RECORD EXTRACTS ::
== Segment start ==

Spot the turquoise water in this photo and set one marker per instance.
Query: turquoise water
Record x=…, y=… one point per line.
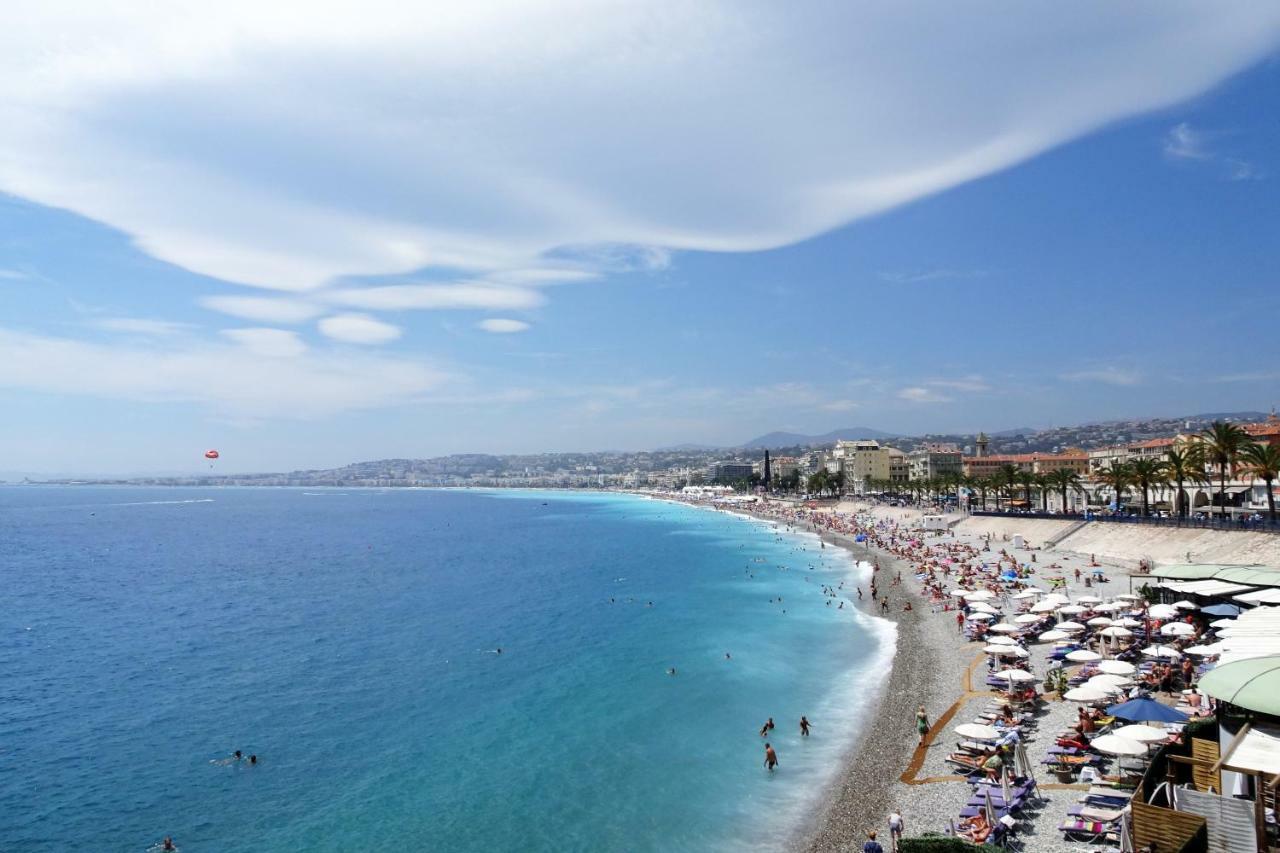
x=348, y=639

== Segment end ==
== Segment start ==

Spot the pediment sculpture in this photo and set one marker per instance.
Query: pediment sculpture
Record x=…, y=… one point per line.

== Segment end ==

PROMPT :: Write out every line from the entries where "Spot" appears.

YOUR SOLUTION ::
Spot the turquoise water in this photo and set one marker per instance.
Spot the pediment sculpture in this photo and set one marker per instance.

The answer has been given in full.